### EXERCÍCIO CURTO 1
Reescreve em forma de lista o parágrafo do excerto que começa com "Quando dou por conta", mantendo os factos principais.
--- EXCERTO DO TEXTO ---
Muitos dos móveis foram restaurados e estão cheios de histórias são os meus preferidos. Volta e meia, a tia Rosa bate-me à porta, sem aviso prévio, e entra cheia de sacos:
Ritinha, a tia trouxe umas coisas novas cá para casa!
Quando dou por conta, já ela está a mudar as mobílias mais pequenas de lugar, as almofadas do chão que estavam ao pé da lareira já estão ao pé da janela, os castiçais da entrada já estão na cozinha... Pára por um minuto, fica a observar o ambiente para ver se as alterações ficaram bem, torce o nariz, sorri-me e diz 'vá, anda ajudar a tia!'. Mete as botas a um canto e, cheias de vontade, pomo-nos as duas a redecorar a casa.
Às vezes, acordo com uma vontade violenta de ter uma parede lilás ou magenta. Saio da cama, abro as cortinas, ligo a aparelhagem, coloco um CD que goste muito e passo a manhã com o rolo e a trincha na mão.
--- DADOS FORNECIDOS ---
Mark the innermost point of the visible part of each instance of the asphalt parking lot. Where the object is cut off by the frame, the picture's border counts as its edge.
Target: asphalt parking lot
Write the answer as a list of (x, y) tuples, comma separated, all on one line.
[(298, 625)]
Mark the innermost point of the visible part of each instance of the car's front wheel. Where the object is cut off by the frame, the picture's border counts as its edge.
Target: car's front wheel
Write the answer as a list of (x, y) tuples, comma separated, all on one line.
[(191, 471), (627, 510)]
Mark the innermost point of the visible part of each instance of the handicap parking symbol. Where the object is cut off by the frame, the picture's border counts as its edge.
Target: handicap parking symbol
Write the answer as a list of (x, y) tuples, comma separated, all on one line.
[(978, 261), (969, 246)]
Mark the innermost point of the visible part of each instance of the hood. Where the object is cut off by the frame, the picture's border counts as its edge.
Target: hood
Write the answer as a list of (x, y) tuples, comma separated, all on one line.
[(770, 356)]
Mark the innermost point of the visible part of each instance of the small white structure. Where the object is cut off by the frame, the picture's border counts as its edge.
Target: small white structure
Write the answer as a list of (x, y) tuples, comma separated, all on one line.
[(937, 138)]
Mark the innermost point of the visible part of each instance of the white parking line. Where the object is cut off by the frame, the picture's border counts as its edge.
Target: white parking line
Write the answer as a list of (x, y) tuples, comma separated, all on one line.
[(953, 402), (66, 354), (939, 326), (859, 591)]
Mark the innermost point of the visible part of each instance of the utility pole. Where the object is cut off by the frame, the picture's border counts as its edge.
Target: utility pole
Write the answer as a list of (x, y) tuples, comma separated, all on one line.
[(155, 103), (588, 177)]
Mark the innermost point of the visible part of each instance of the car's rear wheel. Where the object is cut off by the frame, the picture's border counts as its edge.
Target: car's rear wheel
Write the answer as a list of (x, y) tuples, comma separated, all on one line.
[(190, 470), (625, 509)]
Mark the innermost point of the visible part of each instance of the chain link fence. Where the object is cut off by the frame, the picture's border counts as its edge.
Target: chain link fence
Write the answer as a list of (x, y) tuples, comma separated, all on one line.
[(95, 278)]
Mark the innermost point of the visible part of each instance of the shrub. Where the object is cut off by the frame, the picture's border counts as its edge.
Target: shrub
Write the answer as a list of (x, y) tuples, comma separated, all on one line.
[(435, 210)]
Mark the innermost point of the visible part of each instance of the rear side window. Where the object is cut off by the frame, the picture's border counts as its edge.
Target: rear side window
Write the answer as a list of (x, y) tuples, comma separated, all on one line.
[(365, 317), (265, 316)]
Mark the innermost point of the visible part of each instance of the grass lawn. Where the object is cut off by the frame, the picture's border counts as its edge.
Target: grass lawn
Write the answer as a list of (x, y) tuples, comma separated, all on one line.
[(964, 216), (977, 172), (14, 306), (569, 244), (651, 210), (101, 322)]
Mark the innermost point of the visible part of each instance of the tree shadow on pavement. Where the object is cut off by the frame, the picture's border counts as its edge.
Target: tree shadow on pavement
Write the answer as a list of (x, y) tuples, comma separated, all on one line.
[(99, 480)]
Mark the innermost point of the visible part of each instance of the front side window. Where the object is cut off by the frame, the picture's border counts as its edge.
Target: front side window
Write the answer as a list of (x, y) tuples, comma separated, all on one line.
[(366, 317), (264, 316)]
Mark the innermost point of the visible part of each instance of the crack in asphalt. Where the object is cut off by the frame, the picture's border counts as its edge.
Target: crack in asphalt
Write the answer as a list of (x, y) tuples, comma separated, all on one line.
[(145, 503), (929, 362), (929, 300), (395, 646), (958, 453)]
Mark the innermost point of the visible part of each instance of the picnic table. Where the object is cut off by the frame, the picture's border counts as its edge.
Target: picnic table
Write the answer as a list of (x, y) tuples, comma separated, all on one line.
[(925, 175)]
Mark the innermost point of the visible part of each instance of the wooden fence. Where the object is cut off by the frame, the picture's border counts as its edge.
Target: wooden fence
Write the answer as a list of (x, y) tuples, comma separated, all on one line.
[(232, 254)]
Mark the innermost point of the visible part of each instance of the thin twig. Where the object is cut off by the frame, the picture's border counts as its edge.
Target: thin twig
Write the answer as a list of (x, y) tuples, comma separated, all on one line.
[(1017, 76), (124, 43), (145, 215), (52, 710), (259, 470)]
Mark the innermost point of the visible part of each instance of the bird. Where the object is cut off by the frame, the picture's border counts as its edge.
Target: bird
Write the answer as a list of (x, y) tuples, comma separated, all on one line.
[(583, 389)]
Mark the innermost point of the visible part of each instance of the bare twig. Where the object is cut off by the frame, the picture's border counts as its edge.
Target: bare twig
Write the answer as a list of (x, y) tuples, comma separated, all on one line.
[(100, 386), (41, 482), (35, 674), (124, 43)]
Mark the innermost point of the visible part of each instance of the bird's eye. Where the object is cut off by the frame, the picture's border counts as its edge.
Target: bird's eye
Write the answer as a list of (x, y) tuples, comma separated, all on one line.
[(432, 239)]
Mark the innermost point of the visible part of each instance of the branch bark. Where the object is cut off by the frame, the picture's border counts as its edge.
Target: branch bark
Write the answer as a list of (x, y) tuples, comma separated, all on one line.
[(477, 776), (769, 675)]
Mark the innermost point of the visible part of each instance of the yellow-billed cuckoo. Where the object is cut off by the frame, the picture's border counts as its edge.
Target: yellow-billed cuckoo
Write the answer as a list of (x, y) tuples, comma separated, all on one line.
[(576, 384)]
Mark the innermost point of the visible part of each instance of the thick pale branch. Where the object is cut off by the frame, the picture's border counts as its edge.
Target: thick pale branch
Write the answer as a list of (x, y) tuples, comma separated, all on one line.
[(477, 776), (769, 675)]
---
### EXERCÍCIO CURTO 2
Nas linhas de dados acima, transcreve tal e qual o trecho que começa na linha que contém "of the tree" e termina na linha que contém "[(145, 503), (929, 362), (929, 300), (395, 646), (958, 453)]", incluindo ambas.

### RESPOSTA 1
- A tia Rosa começa logo a mudar de lugar as mobílias mais pequenas.
- As almofadas do chão passam da lareira para a janela.
- Os castiçais da entrada vão para a cozinha.
- A tia para um minuto a observar o ambiente, torce o nariz, sorri e diz "vá, anda ajudar a tia!".
- Deixa as botas a um canto e as duas, cheias de vontade, põem-se a redecorar a casa.

### RESPOSTA 2
Mark the innermost point of the visible part of each instance of the tree shadow on pavement. Where the object is cut off by the frame, the picture's border counts as its edge.
Target: tree shadow on pavement
Write the answer as a list of (x, y) tuples, comma separated, all on one line.
[(99, 480)]
Mark the innermost point of the visible part of each instance of the front side window. Where the object is cut off by the frame, the picture's border counts as its edge.
Target: front side window
Write the answer as a list of (x, y) tuples, comma separated, all on one line.
[(366, 317), (264, 316)]
Mark the innermost point of the visible part of each instance of the crack in asphalt. Where the object is cut off by the frame, the picture's border counts as its edge.
Target: crack in asphalt
Write the answer as a list of (x, y) tuples, comma separated, all on one line.
[(145, 503), (929, 362), (929, 300), (395, 646), (958, 453)]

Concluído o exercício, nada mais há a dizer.